### SELECTED TEXT
··········

We there find it stated that the large chapel, commonly, but as above explained, wrongly called St. Joseph’s, was built in 1687, and enlarged by subscription in 1747. These dates appear on the building itself, and are no doubt accurate. The writer adds that there was no actual edifice on this site before the one now existing was built, but there was a miraculous picture of the Virgin placed in a mural niche, before which the pious herdsmen and devout inhabitants of the valley worshipped under the vault of heaven. {13} A miraculous (or miracle-working) picture was always more or less rare and important; the present site, therefore, seems to have been long one of peculiar sanctity. Possibly the name Fee may point to still earlier Pagan mysteries on the same site.

As regards the fifteen small chapels, the writer says they illustrate the fifteen mysteries of the Psalter, and were built in 1709, each householder of the Saas-Fee contributing one chapel. He adds that Heinrich Andenmatten, afterwards a brother of the Society of Jesus, was an especial benefactor or promoter of the undertaking. One of the chapels, the Ascension (No. 12 of the series), has the date 1709 painted on it; but there is no date on any other chapel, and there seems no reason why this should be taken as governing the whole series.

··········

### INFORMATION SUPPLIED
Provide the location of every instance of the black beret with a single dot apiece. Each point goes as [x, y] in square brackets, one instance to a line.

··········

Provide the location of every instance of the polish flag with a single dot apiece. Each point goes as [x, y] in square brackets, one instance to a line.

··········

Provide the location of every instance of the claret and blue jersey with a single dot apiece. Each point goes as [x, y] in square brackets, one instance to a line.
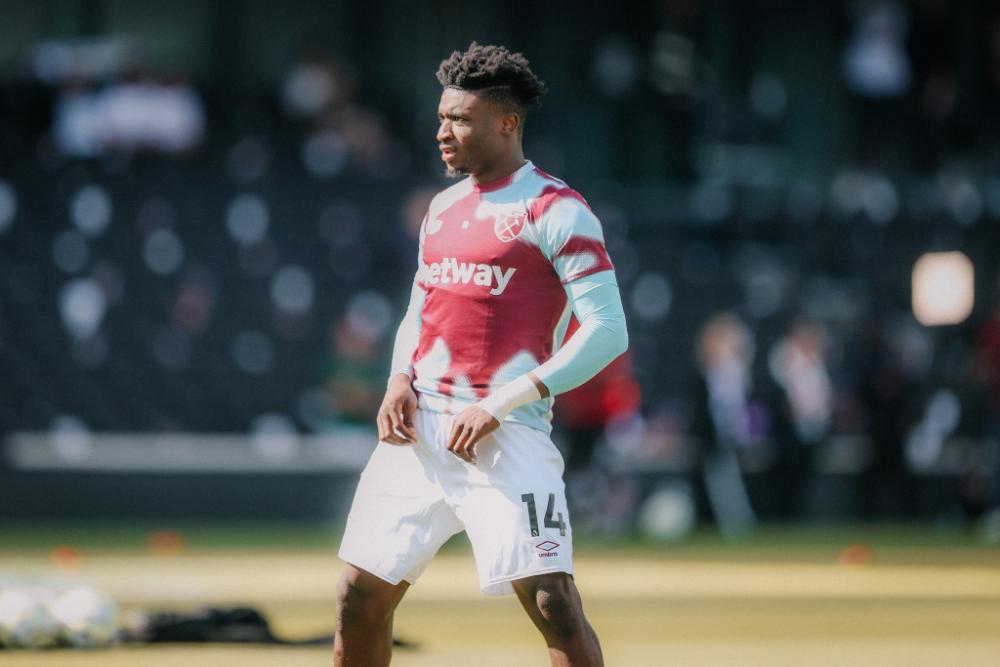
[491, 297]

··········

### WORK TO DO
1. Return the stretch of the passage on the Saas-Fee chapels above that begins at the words "As regards the" and stops after the words "the whole series.", copied verbatim.
2. According to the passage on the Saas-Fee chapels, in what year was the large chapel enlarged by subscription?
3. For each statement below, indicate whether it agrees with the passage on the Saas-Fee chapels, answering yes or no and quoting the deciding words of the passage.
(a) The fifteen small chapels illustrate the fifteen mysteries of the Psalter.
(b) Every one of the fifteen small chapels bears the date 1709.
(c) A building stood on the site of the large chapel before the present one was built.

### TASK RESULTS
1.
As regards the fifteen small chapels, the writer says they illustrate the fifteen mysteries of the Psalter, and were built in 1709, each householder of the Saas-Fee contributing one chapel. He adds that Heinrich Andenmatten, afterwards a brother of the Society of Jesus, was an especial benefactor or promoter of the undertaking. One of the chapels, the Ascension (No. 12 of the series), has the date 1709 painted on it; but there is no date on any other chapel, and there seems no reason why this should be taken as governing the whole series.

2. 1747

3.
(a) Yes: "they illustrate the fifteen mysteries of the Psalter"
(b) No: "there is no date on any other chapel"
(c) No: "there was no actual edifice on this site before the one now existing was built"